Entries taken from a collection
==*==
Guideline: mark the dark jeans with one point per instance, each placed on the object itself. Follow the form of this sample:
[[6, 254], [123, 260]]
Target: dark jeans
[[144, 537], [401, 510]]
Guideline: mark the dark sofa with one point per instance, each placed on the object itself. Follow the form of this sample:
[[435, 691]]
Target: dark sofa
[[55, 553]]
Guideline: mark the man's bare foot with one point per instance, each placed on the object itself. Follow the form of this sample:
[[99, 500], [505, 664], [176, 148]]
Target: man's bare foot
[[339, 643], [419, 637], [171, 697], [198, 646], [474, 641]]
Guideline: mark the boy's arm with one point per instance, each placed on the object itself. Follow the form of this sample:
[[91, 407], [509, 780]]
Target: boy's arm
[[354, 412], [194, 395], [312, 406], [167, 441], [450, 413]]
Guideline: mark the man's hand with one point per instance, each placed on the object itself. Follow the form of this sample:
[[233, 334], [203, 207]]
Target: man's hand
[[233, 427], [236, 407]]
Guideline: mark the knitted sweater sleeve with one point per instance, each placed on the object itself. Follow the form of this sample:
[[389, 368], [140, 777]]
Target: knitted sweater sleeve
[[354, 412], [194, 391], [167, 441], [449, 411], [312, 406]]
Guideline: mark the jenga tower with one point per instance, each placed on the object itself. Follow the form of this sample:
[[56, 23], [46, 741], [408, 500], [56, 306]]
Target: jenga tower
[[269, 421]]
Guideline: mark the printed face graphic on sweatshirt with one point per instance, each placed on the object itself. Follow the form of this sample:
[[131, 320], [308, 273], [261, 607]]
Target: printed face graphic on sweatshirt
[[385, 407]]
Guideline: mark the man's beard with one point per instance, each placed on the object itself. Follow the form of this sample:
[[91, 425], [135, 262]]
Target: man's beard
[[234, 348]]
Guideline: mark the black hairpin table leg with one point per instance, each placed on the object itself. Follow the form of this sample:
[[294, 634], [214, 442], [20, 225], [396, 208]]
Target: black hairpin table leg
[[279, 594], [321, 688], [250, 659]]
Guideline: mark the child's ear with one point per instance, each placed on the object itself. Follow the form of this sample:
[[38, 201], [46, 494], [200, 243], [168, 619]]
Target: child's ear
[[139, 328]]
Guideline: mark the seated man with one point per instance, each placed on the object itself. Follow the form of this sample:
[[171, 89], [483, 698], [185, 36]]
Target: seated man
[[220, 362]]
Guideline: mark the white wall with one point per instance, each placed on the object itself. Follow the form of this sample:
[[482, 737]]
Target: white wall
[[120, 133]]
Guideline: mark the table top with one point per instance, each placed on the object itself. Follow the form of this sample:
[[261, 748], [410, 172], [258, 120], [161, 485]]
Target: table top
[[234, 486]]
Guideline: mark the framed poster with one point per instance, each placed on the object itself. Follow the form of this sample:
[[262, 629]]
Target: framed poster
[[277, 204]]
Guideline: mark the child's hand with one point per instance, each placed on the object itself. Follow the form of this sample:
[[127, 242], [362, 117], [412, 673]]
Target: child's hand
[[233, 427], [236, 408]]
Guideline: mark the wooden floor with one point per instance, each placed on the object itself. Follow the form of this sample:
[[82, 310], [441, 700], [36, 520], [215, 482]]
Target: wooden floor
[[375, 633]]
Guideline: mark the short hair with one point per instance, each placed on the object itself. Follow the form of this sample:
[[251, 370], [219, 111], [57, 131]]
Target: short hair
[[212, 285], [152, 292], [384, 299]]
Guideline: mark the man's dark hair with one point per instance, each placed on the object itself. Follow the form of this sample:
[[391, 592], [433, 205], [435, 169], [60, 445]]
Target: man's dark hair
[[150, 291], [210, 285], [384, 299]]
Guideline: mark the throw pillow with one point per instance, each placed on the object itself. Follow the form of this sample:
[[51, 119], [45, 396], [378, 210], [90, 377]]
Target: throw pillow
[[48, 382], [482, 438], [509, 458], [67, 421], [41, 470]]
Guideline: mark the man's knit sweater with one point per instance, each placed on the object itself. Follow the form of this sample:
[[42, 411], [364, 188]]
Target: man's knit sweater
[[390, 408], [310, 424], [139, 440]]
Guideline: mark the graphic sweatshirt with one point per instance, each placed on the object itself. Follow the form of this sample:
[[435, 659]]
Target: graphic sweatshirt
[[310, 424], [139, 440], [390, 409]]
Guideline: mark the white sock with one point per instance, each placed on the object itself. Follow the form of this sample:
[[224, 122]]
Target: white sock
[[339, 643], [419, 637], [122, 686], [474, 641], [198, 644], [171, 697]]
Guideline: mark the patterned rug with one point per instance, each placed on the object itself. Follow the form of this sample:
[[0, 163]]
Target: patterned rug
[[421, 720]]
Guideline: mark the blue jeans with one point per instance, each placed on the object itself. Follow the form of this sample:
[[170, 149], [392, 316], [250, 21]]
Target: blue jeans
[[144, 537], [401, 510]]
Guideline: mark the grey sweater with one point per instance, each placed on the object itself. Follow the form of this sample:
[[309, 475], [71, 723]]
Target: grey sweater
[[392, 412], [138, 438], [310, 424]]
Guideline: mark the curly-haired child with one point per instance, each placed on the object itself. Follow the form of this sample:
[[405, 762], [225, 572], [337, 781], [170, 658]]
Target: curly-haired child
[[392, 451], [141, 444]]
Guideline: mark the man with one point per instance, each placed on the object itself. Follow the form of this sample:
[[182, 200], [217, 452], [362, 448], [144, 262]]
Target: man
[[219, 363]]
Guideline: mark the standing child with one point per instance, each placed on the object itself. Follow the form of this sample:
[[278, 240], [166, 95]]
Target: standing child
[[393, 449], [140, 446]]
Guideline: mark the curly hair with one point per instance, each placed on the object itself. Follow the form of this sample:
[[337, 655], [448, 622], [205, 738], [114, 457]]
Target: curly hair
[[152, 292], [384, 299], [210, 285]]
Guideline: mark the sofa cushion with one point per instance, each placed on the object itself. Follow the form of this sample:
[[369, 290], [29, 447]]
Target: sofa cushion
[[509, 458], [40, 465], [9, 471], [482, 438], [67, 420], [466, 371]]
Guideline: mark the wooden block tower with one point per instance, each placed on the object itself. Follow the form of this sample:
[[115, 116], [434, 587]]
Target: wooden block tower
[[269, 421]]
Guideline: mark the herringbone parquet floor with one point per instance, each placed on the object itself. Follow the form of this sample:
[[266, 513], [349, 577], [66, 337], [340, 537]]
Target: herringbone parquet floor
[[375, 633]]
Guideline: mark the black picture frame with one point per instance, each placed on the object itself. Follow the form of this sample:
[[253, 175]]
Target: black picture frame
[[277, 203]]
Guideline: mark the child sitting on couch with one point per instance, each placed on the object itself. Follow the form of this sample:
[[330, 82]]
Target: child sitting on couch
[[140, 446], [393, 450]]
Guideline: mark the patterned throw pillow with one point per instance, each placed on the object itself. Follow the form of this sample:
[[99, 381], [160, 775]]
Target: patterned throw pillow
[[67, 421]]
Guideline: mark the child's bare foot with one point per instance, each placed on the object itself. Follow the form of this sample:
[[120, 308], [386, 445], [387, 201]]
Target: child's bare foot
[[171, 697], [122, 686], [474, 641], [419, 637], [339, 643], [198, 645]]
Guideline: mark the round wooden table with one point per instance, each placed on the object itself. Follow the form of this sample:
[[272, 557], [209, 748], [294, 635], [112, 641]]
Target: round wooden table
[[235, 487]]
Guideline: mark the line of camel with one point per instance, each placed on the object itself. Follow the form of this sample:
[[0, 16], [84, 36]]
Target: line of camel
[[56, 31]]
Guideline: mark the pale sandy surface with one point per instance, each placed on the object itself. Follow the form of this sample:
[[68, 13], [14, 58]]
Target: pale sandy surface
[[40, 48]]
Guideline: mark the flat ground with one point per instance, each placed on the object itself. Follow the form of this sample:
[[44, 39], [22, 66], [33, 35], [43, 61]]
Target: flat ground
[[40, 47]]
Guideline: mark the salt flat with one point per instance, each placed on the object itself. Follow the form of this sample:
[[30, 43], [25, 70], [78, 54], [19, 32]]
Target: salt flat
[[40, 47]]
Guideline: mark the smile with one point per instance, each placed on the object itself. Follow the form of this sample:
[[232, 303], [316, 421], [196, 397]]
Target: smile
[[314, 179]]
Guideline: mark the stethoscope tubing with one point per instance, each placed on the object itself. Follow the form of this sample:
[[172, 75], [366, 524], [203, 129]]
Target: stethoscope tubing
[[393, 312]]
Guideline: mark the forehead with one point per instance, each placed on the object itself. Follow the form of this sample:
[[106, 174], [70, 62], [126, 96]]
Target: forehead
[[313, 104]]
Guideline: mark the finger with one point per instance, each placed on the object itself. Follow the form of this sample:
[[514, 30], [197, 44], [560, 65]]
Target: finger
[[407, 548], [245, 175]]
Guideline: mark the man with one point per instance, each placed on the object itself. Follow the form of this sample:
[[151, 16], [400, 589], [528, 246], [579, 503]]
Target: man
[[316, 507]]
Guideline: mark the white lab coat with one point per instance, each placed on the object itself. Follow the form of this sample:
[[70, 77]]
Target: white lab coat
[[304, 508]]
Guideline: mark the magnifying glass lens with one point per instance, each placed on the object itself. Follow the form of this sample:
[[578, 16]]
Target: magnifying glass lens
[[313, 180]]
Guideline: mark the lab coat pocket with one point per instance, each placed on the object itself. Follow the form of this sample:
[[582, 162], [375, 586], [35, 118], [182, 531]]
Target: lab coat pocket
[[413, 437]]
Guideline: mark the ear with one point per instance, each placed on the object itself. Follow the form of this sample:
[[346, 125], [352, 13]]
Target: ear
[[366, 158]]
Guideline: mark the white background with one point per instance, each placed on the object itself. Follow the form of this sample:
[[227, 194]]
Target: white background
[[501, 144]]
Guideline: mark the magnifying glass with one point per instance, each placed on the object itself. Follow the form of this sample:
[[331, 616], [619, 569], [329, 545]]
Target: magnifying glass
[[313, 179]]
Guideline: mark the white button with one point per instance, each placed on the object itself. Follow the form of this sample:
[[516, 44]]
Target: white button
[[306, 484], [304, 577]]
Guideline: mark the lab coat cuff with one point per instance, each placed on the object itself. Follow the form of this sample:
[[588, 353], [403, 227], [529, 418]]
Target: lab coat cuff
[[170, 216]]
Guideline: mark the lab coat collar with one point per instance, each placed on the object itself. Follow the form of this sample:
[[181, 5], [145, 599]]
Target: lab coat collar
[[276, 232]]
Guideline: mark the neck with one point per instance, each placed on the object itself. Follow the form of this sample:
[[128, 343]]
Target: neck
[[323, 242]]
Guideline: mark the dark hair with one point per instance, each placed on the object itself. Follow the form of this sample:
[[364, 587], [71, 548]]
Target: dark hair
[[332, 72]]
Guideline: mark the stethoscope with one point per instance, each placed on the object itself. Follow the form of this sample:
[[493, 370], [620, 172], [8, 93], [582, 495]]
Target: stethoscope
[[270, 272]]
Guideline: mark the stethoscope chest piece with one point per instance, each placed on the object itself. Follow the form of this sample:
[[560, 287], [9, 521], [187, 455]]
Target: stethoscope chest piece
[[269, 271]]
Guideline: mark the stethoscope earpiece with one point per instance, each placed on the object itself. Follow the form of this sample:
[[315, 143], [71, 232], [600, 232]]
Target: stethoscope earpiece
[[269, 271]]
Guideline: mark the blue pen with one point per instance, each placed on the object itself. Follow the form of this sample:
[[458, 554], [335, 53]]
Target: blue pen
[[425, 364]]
==*==
_Task item:_
Can you repeat, word for word, every line above from the one containing "Target: black picture frame" down to the one containing "Guideline: mark the patterned throw", including both?

_Solution to the problem:_
Target: black picture frame
[[277, 203]]
Guideline: mark the child sitting on couch with one point per instance, each placed on the object itself. Follow the form of this sample:
[[330, 82]]
Target: child sitting on couch
[[140, 446], [393, 450]]
Guideline: mark the patterned throw pillow with one point per instance, each placed on the object itself. Follow the form of this sample:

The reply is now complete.